Exercise instructions: Among the entries below, only the lines starting at the one with "Keypoint placement for each instance of the large" and ending at the one with "Keypoint placement for each instance of the red", both included, are to be printed exactly.

[Recorded data]
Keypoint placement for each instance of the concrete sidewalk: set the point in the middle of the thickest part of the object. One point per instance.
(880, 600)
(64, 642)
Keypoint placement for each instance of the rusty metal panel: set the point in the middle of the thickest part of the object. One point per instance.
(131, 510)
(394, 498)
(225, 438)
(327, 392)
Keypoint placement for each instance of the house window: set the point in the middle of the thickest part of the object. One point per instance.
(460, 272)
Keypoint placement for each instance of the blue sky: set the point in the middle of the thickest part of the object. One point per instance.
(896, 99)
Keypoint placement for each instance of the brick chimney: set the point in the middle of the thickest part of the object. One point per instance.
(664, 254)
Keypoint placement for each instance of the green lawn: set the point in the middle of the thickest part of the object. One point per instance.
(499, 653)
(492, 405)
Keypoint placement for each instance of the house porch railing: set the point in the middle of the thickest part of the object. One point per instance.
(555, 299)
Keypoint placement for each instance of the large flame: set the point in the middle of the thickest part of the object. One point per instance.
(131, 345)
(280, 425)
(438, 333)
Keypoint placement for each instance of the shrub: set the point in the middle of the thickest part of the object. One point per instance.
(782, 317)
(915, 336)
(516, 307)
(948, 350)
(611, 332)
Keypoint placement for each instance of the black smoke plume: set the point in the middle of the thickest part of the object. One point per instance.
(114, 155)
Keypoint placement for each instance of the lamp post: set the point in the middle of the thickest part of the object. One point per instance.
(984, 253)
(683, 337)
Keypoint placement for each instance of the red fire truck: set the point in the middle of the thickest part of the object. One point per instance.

---

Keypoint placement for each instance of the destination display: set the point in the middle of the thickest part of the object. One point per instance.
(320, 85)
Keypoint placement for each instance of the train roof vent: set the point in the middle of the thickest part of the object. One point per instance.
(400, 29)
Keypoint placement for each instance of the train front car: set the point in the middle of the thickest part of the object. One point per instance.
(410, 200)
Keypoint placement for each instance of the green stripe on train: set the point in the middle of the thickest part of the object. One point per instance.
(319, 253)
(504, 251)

Response for this exercise:
Keypoint placement for each instance of the large flame: set the point in the middle of the thickest part of the object. One point per instance.
(131, 345)
(280, 425)
(438, 333)
Keypoint placement for each instance of the shrub: set the point in the middle of the thickest part of the object. One point per instance.
(782, 317)
(915, 336)
(516, 307)
(948, 350)
(611, 332)
Keypoint placement for each instance of the black smoke plume: set the point in the middle of the thickest part of the object. One point per instance.
(114, 155)
Keypoint placement for each instance of the lamp post: set the point in the middle of the thickest part of the object. One point per instance.
(984, 253)
(683, 337)
Keypoint placement for each instance of the red fire truck: set the point in the middle of the thickest part of the object. One point per instance.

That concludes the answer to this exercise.